Requirement 1: Can you retype, word for word, the part of the discussion on Git and blockchains that opens with the words containing "A Gitcoin miner" and closes with "missing the point."?

Source text:
>> BEGIN

Here's a writeup: [https://github.com/ctfs/write-ups-2014/tree/master/stripe-
ct...](https://github.com/ctfs/write-ups-2014/tree/master/stripe-ctf3/level1)

A Gitcoin miner updates the ledger (a text file in the repo), and "mines" the
next-smaller hash.

It doesn't have consensus, but it does give a neat programming challenge.

------
nebulous1
Not sure I get it. Appears to be technically correct assuming we view the term
"block chain" as a basic combination of the words as opposed to a term of art,
but without the PoW it seems to be missing the point.

------
oleganza
I'll quote myself ([http://blog.oleganza.com/post/85111558553/bitcoin-is-
like](http://blog.oleganza.com/post/85111558553/bitcoin-is-like)):

Bitcoin is like Git: in Git (a distributed version control system) all your
changes are organized in a chain protected by cryptographic hashes. If you
trust the latest hash, you can get all the previous information (or any part
of it) from any source and still verify that it is what you expect. Similarly,
in Bitcoin, all transactions are organized in a chain (the blockchain) and
once validated, no matter where they are stored, you can always trust any
piece of blockchain by checking a chain of hashes that link to a hash you
already trust. This naturally enables distributed storage and easy integrity
checks.

>> END

Requirement 2: How many lines of the records below contain the string "windshield"? Reply with the number alone.

Exercise inputs:
>> BEGIN

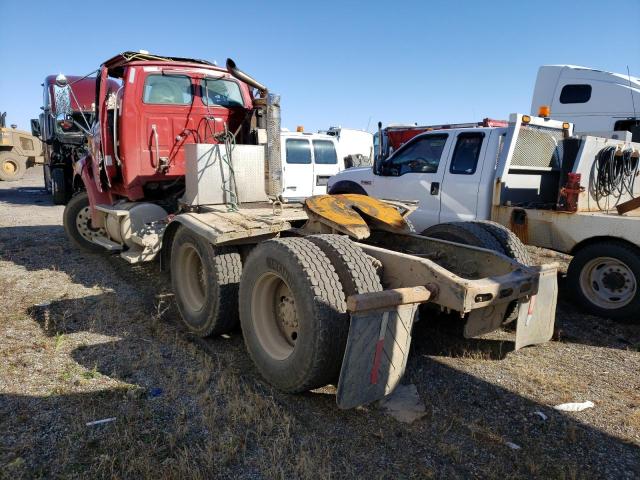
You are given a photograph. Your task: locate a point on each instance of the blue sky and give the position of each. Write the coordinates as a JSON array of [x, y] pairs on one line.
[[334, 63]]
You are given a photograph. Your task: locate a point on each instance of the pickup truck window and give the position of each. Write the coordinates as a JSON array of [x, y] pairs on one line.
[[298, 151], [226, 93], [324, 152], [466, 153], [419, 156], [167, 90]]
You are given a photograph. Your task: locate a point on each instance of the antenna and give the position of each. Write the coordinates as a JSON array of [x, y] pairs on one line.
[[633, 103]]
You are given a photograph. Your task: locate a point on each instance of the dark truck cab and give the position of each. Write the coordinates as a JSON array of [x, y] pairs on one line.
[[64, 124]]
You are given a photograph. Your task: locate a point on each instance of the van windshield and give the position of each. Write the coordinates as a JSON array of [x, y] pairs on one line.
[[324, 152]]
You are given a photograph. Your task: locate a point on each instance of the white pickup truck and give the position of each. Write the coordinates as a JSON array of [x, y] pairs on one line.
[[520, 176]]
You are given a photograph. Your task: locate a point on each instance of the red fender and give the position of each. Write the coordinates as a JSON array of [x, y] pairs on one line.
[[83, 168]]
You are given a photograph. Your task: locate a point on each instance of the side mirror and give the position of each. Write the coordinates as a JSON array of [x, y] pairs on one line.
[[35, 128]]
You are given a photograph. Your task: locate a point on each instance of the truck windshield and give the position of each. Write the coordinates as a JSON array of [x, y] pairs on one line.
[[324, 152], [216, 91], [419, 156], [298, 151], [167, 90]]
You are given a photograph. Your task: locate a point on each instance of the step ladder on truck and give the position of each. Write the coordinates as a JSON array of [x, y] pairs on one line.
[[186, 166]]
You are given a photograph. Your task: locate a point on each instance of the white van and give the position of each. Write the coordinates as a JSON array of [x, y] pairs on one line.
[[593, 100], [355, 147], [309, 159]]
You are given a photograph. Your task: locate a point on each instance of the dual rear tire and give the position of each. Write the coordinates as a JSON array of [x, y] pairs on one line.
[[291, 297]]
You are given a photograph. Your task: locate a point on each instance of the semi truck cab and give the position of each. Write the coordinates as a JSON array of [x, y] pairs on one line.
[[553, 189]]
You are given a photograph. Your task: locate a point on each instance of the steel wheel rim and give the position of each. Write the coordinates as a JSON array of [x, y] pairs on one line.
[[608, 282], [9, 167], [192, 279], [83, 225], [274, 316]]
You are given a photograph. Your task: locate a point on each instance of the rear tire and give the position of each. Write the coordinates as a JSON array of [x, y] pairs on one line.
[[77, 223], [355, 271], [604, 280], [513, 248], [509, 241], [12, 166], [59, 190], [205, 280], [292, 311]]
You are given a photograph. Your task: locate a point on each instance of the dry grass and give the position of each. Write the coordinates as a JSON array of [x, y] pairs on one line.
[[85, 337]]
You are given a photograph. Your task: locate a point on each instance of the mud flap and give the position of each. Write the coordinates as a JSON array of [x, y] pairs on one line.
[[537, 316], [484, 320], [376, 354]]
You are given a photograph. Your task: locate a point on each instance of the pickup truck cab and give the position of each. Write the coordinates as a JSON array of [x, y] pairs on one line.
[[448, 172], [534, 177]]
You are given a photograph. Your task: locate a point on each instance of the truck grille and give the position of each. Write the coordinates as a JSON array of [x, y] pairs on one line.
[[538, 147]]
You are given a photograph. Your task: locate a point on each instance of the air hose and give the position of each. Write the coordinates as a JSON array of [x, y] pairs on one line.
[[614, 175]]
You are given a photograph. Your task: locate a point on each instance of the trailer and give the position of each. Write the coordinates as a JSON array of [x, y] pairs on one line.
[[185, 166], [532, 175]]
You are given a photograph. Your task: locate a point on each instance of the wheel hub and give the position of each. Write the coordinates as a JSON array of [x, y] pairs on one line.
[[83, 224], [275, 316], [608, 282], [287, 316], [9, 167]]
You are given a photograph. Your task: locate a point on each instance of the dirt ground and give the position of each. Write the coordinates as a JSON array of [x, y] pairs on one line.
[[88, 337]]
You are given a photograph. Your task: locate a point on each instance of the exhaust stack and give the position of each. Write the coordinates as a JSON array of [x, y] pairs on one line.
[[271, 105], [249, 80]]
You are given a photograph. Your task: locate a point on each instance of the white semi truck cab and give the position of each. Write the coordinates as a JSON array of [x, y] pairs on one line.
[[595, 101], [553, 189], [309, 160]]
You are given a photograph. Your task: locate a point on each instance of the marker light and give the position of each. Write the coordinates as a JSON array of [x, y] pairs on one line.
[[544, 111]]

>> END
>> BEGIN

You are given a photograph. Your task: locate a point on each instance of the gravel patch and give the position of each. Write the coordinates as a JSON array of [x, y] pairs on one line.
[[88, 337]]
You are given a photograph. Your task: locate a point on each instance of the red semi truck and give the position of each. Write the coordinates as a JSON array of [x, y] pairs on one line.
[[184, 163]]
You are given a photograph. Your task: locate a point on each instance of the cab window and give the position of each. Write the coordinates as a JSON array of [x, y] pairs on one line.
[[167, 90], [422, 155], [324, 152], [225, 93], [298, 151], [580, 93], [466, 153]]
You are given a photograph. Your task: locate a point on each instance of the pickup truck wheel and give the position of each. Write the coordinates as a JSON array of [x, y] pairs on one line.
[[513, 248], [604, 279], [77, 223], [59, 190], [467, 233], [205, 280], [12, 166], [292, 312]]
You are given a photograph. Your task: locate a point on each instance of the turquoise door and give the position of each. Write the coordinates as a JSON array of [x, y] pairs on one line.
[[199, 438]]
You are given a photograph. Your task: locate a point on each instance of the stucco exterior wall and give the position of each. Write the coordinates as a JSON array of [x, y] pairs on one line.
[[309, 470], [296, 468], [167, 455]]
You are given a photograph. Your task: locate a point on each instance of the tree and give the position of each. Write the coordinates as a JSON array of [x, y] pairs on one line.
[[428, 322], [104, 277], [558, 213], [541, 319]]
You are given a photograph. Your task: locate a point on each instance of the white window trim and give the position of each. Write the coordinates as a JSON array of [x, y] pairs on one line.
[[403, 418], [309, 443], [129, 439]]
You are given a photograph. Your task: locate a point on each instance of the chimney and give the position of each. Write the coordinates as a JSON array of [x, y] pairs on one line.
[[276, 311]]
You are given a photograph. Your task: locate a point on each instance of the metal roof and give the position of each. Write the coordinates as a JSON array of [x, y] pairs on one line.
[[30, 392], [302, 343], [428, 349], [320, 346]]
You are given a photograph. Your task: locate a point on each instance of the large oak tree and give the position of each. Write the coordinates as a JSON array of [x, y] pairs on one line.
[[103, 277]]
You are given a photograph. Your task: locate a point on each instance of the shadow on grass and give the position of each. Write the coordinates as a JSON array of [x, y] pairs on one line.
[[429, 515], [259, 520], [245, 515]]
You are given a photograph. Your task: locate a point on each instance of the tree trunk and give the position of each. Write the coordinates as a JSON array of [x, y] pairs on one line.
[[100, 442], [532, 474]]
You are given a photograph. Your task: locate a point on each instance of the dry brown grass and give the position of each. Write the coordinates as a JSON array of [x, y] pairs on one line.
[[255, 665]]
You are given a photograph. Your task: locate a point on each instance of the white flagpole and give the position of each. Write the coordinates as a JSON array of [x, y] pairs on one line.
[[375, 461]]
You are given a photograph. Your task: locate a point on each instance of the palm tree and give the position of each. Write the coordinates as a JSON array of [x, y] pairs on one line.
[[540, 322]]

>> END

Full output 1:
A Gitcoin miner updates the ledger (a text file in the repo), and "mines" the
next-smaller hash.

It doesn't have consensus, but it does give a neat programming challenge.

------
nebulous1
Not sure I get it. Appears to be technically correct assuming we view the term
"block chain" as a basic combination of the words as opposed to a term of art,
but without the PoW it seems to be missing the point.

Full output 2: 2